Kanal

Rupiah Tembus Rp14 Ribu, Ekonomi Indonesia Dibawah Kepemimpinan Jokowi Diambang Bahaya

JAKARTA-Pengamat ekonomi Universitas Sam Ratulangi (Unsrat) Manado, Provinsi Sulut Dr Joubert Maramis mengatakan kurs Rupiah yang semakin melemah hingga mencapai Rp 14 ribu per dolar Amerika Serikat (AS) telah menjadi tanda bahaya bagi perekonomian di Indonesia.

"Kurs Rupiah yang mencapai Rp14.000 per dolar AS, sudah bahaya bagi perekonomian Indonesia karena perekonomian internasional, kita defisit pada transaksi barang dan modal," kata Joubert di Manado, Selasa (25/8).

Kalau demikian, katanya, maka akan picu inflasi yang tinggi. Sebab Indonesia mengimpor banyak bahan baku maupun barang jadi dari luar negeri baik barang konsumsi maupun modal.

"Coba lihat kasus daging sapi, pengusaha importir akan berpikir rasional untuk menahan daging sapi atau menaikan harga daging sapi karena kurs tidak stabil," jelasnya.

Item yang tercantum dalam dataset:
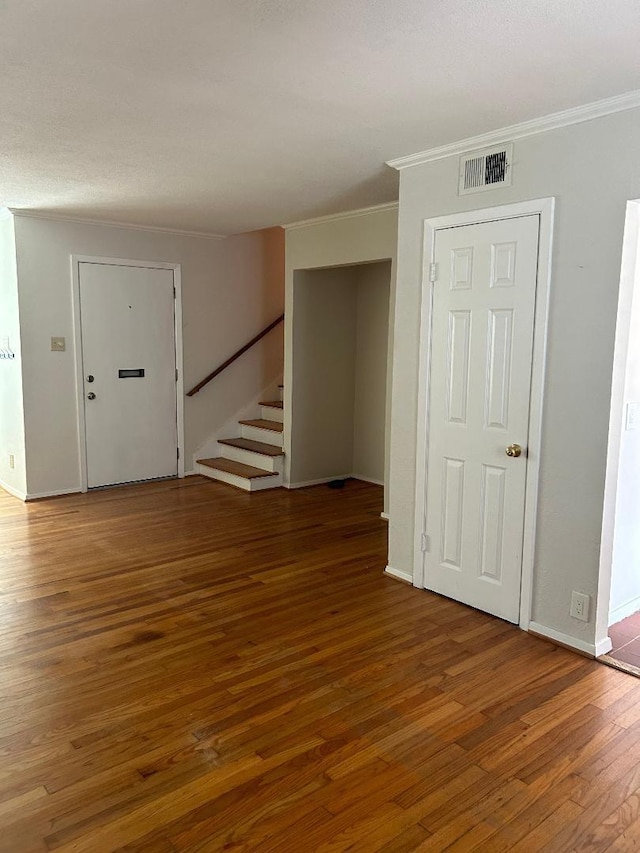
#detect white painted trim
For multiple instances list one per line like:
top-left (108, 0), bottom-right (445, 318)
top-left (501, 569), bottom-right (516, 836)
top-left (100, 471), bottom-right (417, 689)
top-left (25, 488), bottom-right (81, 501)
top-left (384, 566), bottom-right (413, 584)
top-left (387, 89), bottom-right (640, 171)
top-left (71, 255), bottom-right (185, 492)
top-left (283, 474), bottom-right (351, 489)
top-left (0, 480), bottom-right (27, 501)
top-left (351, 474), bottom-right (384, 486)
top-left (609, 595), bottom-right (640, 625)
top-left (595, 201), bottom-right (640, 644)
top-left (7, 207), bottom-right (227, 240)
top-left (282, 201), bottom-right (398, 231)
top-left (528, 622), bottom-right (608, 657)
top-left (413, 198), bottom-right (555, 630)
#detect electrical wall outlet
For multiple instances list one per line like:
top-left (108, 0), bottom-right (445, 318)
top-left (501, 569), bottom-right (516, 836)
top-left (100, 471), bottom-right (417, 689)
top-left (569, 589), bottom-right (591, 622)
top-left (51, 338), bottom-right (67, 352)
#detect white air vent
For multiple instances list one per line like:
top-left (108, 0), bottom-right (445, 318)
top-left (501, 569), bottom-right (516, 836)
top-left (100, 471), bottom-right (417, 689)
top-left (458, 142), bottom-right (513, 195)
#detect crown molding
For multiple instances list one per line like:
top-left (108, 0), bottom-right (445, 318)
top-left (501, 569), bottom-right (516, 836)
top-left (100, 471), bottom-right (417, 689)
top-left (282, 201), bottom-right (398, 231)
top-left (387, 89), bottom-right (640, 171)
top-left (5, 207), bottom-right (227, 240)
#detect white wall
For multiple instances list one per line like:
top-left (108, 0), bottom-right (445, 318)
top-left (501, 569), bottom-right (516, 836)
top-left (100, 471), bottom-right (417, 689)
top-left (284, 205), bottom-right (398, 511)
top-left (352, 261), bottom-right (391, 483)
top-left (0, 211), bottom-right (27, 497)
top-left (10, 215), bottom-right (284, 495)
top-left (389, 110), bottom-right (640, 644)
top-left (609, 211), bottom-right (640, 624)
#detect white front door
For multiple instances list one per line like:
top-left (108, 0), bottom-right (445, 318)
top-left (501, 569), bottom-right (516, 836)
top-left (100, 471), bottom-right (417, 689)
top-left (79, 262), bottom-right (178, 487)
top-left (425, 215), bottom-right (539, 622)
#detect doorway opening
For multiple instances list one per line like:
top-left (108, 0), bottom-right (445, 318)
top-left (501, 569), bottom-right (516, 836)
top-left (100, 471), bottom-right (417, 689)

• **SOAL LATIHAN**:
(A) Terjemahkan kalimat dari kutipan tentang kurs Rupiah ini ke dalam bahasa Inggris: "Sebab Indonesia mengimpor banyak bahan baku maupun barang jadi dari luar negeri baik barang konsumsi maupun modal."
(B) Keluarkan entri mulai dari baris yang memuat "#detect electrical wall outlet" sampai baris yang memuat "top-left (5, 207), bottom-right (227, 240)" sebagai CSV dua kolom bernama tugas dan nilai, satu baris per entri. Kolom tugas berisi teks tugasnya dan kolom nilai berisi jawabannya, masing-masing dalam satu kolom berkutip dengan pergantian baris diganti spasi.
Entri-entri ini tidak ada hubungannya dengan kutipan di atas.

• **KUNCI JAWABAN**:
(A) This is because Indonesia imports a large amount of raw materials as well as finished goods from abroad, both consumer goods and capital goods.

(B)
tugas,nilai
"#detect electrical wall outlet For multiple instances list one per line like: top-left (108, 0), bottom-right (445, 318) top-left (501, 569), bottom-right (516, 836) top-left (100, 471), bottom-right (417, 689)","top-left (569, 589), bottom-right (591, 622) top-left (51, 338), bottom-right (67, 352)"
"#detect white air vent For multiple instances list one per line like: top-left (108, 0), bottom-right (445, 318) top-left (501, 569), bottom-right (516, 836) top-left (100, 471), bottom-right (417, 689)","top-left (458, 142), bottom-right (513, 195)"
"#detect crown molding For multiple instances list one per line like: top-left (108, 0), bottom-right (445, 318) top-left (501, 569), bottom-right (516, 836) top-left (100, 471), bottom-right (417, 689)","top-left (282, 201), bottom-right (398, 231) top-left (387, 89), bottom-right (640, 171) top-left (5, 207), bottom-right (227, 240)"